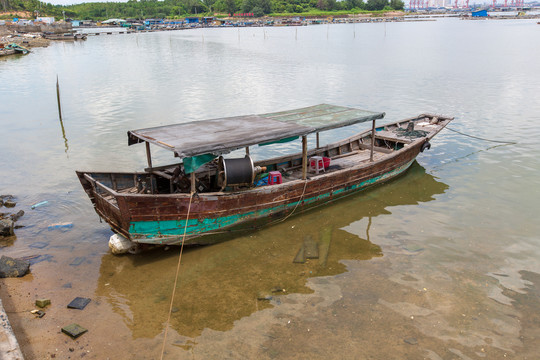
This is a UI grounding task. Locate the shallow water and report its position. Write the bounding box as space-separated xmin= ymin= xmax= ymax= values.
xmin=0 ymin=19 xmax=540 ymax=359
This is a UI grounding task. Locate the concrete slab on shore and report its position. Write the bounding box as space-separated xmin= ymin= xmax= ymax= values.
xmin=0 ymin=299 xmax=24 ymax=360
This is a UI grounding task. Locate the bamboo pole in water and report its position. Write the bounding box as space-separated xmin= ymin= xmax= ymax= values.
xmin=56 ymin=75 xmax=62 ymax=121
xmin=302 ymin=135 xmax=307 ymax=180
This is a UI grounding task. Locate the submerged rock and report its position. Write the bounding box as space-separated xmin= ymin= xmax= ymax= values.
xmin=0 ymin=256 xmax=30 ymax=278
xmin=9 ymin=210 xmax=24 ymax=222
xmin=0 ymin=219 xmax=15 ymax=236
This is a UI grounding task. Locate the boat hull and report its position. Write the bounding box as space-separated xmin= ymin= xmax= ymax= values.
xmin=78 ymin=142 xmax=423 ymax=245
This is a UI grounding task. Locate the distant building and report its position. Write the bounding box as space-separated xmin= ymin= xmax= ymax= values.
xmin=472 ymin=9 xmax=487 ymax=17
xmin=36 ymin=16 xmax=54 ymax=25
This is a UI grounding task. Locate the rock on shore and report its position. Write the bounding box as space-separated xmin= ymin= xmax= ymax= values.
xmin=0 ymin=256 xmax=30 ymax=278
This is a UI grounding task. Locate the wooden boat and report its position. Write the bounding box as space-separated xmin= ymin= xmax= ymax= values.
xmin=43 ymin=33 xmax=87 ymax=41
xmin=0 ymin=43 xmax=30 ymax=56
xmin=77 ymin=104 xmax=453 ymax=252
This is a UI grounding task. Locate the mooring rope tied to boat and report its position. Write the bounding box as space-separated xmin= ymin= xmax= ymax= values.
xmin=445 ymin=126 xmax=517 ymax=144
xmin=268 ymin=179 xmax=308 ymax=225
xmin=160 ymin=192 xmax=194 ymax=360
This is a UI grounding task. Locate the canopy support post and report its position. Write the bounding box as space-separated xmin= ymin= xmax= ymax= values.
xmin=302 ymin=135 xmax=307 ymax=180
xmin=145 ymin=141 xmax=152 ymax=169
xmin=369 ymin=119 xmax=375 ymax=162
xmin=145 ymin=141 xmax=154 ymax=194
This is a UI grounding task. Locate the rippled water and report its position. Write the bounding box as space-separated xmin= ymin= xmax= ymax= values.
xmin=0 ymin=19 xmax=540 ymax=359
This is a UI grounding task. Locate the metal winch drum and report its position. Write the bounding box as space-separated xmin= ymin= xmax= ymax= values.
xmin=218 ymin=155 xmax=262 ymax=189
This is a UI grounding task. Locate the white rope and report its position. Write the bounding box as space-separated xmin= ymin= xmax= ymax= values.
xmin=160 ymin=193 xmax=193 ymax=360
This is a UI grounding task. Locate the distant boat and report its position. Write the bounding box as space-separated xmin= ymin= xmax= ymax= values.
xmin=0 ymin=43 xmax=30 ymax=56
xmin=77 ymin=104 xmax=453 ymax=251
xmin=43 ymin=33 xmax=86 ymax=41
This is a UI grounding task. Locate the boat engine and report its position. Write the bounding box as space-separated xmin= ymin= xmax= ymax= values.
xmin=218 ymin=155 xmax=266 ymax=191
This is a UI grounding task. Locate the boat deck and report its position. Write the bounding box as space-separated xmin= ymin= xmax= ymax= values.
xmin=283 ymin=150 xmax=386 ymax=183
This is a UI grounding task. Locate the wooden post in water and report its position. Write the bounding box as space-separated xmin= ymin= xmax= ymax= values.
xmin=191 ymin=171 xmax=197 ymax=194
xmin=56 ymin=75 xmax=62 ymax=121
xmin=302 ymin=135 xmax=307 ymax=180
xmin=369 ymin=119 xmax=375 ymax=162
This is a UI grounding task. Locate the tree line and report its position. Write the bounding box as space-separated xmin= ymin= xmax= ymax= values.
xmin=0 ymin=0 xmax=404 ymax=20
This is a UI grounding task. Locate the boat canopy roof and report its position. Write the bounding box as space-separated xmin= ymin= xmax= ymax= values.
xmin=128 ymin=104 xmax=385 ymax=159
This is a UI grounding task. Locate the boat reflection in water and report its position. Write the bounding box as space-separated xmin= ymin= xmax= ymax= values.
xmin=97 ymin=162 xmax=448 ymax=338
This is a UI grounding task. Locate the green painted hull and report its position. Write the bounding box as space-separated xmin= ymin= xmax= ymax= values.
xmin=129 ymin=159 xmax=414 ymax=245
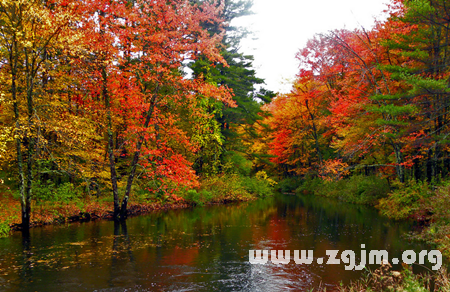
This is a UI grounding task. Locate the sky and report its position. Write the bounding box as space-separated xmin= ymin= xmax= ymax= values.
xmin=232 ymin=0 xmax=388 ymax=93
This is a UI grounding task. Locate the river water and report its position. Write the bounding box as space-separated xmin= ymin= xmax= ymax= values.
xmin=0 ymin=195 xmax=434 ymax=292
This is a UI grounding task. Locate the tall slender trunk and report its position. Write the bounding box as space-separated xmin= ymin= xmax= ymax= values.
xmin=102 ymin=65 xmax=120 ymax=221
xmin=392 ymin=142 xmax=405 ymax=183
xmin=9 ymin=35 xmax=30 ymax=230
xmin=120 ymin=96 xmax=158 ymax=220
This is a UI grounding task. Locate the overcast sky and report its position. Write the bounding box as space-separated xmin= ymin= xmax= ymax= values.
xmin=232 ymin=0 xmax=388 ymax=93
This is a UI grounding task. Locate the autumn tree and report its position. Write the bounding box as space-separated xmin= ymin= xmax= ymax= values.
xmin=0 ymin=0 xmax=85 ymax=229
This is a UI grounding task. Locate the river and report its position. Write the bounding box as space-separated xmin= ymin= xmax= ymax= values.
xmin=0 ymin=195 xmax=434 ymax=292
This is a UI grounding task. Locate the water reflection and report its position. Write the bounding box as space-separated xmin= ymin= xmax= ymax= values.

● ● ● ● ●

* [OBJECTIVE]: Arrange the part of the listing above that opens with the line containing "This is a UI grounding task. Locate the concrete" and closes with the line containing "xmin=0 ymin=299 xmax=24 ymax=360" as a Markdown table with the columns Row and Line. Number each line in Row, put its text in Line, and leave out any blank lines.

* [EXERCISE ANSWER]:
| Row | Line |
|---|---|
| 1 | This is a UI grounding task. Locate the concrete slab on shore and report its position. Write the bounding box as space-separated xmin= ymin= xmax= ymax= values. |
| 2 | xmin=0 ymin=299 xmax=24 ymax=360 |